++++ DATA ++++

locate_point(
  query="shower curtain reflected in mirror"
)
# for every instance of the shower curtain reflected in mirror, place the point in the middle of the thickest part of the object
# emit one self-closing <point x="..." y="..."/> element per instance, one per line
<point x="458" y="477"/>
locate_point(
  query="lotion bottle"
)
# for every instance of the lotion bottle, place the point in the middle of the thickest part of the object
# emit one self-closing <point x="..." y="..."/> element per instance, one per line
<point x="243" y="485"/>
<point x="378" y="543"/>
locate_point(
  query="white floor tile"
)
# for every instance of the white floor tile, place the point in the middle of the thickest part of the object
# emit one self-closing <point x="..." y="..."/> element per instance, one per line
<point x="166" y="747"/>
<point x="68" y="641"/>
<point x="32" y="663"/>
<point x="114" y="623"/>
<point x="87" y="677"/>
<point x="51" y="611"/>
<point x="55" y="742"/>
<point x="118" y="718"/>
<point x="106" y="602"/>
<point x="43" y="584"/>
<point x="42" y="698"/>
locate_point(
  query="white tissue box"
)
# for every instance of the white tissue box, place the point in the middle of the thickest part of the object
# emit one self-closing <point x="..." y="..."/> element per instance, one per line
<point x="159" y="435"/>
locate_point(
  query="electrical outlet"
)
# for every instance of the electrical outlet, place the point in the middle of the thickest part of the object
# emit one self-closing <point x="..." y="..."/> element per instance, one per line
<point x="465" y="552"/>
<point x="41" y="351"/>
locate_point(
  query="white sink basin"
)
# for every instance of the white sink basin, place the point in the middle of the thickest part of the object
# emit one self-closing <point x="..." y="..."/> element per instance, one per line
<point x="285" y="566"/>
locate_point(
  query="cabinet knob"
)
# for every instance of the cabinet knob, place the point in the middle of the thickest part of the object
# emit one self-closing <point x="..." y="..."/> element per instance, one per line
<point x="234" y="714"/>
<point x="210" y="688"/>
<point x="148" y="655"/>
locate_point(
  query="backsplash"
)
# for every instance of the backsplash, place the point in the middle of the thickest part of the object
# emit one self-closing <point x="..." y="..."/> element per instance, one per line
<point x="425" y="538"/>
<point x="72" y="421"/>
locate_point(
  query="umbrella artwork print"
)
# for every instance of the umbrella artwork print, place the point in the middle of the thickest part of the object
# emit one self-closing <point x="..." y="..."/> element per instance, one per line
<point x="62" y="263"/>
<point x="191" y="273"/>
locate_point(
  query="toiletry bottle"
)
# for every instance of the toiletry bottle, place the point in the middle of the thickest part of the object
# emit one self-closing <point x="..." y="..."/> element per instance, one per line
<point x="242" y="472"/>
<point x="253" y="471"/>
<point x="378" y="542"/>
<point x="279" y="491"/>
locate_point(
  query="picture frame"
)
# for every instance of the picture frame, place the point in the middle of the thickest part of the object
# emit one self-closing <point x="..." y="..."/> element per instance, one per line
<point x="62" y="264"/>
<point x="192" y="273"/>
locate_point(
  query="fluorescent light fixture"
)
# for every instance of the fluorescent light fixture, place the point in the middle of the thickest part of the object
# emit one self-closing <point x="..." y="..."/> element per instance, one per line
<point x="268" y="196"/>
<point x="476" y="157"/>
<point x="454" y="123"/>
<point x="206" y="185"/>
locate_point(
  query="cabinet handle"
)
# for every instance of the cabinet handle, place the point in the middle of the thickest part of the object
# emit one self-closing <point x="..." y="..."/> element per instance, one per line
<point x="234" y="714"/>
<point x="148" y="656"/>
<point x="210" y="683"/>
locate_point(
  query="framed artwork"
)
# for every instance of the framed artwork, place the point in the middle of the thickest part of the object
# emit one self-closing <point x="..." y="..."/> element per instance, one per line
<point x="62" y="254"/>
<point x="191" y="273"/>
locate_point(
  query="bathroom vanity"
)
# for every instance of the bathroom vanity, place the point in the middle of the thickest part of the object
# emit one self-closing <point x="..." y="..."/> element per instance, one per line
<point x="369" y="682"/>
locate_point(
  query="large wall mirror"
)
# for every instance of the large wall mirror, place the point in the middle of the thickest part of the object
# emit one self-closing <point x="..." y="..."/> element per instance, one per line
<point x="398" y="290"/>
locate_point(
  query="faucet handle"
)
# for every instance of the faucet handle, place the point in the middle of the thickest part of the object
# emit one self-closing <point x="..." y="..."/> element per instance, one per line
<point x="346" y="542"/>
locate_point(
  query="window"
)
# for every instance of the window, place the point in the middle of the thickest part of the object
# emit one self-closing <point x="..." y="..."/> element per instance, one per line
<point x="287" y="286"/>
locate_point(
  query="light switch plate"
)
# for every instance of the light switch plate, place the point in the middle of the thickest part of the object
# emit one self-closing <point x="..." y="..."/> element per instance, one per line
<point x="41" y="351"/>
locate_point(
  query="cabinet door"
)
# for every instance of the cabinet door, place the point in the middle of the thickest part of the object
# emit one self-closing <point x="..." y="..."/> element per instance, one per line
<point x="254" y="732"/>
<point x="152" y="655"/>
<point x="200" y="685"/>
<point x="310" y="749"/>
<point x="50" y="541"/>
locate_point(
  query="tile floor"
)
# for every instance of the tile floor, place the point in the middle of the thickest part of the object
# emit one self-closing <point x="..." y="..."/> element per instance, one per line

++++

* **PROBLEM TO WORK ON**
Everything in the material above should be output exactly.

* **PROBLEM SOLUTION**
locate_point(
  query="shower curtain reflected in mirror"
)
# for every instance of the shower curtain reflected in mirror, place the point in the middle of the thickest part of the object
# emit one self-closing <point x="..." y="..."/> element per instance, one per line
<point x="458" y="477"/>
locate_point(
  query="lotion bottle"
)
# for every instance of the lotion bottle, place the point in the middle of the thickest part of the object
# emit one self-closing <point x="..." y="..."/> element per instance, one per line
<point x="243" y="485"/>
<point x="378" y="543"/>
locate_point(
  query="white floor tile"
)
# for every instance of the white floor tile, place the point in the middle of the thickest part of the object
# emit one self-closing <point x="..." y="..."/> element per instance, one per line
<point x="166" y="747"/>
<point x="68" y="641"/>
<point x="32" y="663"/>
<point x="114" y="623"/>
<point x="87" y="677"/>
<point x="51" y="611"/>
<point x="55" y="742"/>
<point x="118" y="718"/>
<point x="106" y="602"/>
<point x="43" y="584"/>
<point x="42" y="698"/>
locate_point(
  query="white tissue box"
)
# for every instance of the white tissue box, place the point in the middle of the thickest part of the object
# emit one self-closing <point x="..." y="..."/> element per instance, one per line
<point x="159" y="435"/>
locate_point(
  query="electrical outlet"
)
# for every instance of the electrical outlet, place the point in the middle of the thickest part of the object
# emit one self-closing <point x="..." y="..."/> element per instance, one per line
<point x="465" y="552"/>
<point x="41" y="351"/>
locate_point(
  query="white sink basin"
)
# for every instance of the white sink basin, place the point in the middle of the thickest part of the object
# emit one self-closing <point x="..." y="..."/> element per instance, one per line
<point x="285" y="566"/>
locate_point(
  query="cabinet knob"
)
# for every instance of the cabinet knob, place the point in the middle of the thickest part of the object
# emit one self-closing <point x="..." y="..."/> element per instance, one per line
<point x="234" y="714"/>
<point x="210" y="688"/>
<point x="148" y="655"/>
locate_point(
  query="backsplash"
)
# for every instance of the backsplash, place the point in the middle of the thickest part of the object
# emit one self-closing <point x="..." y="..."/> element per instance, one per line
<point x="425" y="538"/>
<point x="72" y="421"/>
locate_point(
  query="umbrella artwork print"
)
# for every instance of the umbrella artwork print, place the point in the middle of the thickest part of the object
# emit one self-closing <point x="..." y="..."/> element per instance, one per line
<point x="62" y="263"/>
<point x="191" y="273"/>
locate_point(
  query="toiletry bottle"
)
# for every instance of the toiletry bottle, place the point in the middle of the thickest part of the object
# emit one self-closing <point x="..." y="..."/> element per instance, one per line
<point x="242" y="472"/>
<point x="253" y="471"/>
<point x="378" y="542"/>
<point x="279" y="491"/>
locate_point(
  query="picture frame"
)
# for every instance of the picture frame, place the point in the middle of the thickest part of the object
# emit one self-closing <point x="..." y="..."/> element per instance, one per line
<point x="62" y="264"/>
<point x="192" y="273"/>
locate_point(
  query="fluorescent light fixture"
)
# for every instance of the fluorescent light fixture, place the point in the middle of the thickest part of the object
# emit one self-closing <point x="..." y="..."/> element per instance, one per line
<point x="268" y="196"/>
<point x="476" y="157"/>
<point x="454" y="123"/>
<point x="206" y="185"/>
locate_point(
  query="cabinet handle"
)
# for every instance of the cabinet handle, place the point in the middle of the thickest part of the object
# emit one self-closing <point x="..." y="..."/> element per instance, one per line
<point x="234" y="714"/>
<point x="148" y="656"/>
<point x="210" y="683"/>
locate_point(
  query="framed artwork"
)
# for every instance of the framed artwork, place the point in the middle of the thickest part of the object
# emit one self-closing <point x="..." y="..."/> element per instance, one per line
<point x="62" y="254"/>
<point x="191" y="273"/>
locate_point(
  query="bathroom vanity"
)
# for every instance of the bathroom vanity, place the point in the middle of the thickest part of the object
# emit one self-closing <point x="..." y="..."/> element per instance, one per line
<point x="369" y="682"/>
locate_point(
  query="large wall mirror"
)
# for every instance of the large wall mirror, place the point in the middle of the thickest part of the object
# emit one self-closing <point x="..." y="..."/> element per instance, one per line
<point x="398" y="290"/>
locate_point(
  query="faucet handle"
)
# for every instance of the faucet handle, place the point in the middle of the thickest part of the object
# emit one self-closing <point x="..." y="..."/> element per instance, one per line
<point x="346" y="542"/>
locate_point(
  query="window"
)
# for every instance of the window, place the point in the middle of the thickest part of the object
# emit one self-closing <point x="..." y="..."/> element per instance, one per line
<point x="287" y="286"/>
locate_point(
  query="light switch plate"
)
# for every instance of the light switch plate, place the point in the middle of the thickest part of the object
# emit one self-closing <point x="..." y="..."/> element per instance, one per line
<point x="41" y="351"/>
locate_point(
  query="cabinet door"
)
# for every instance of the cabinet door, place the point in the middle of the thickest part of the object
# emit one self-closing <point x="..." y="..."/> element per instance, one per line
<point x="254" y="732"/>
<point x="152" y="655"/>
<point x="200" y="685"/>
<point x="310" y="749"/>
<point x="50" y="541"/>
locate_point(
  query="tile floor"
)
# for every instance of the tile floor, place the point in the middle of the thickest part of the object
# emit one self-closing <point x="..." y="..."/> element per instance, one per line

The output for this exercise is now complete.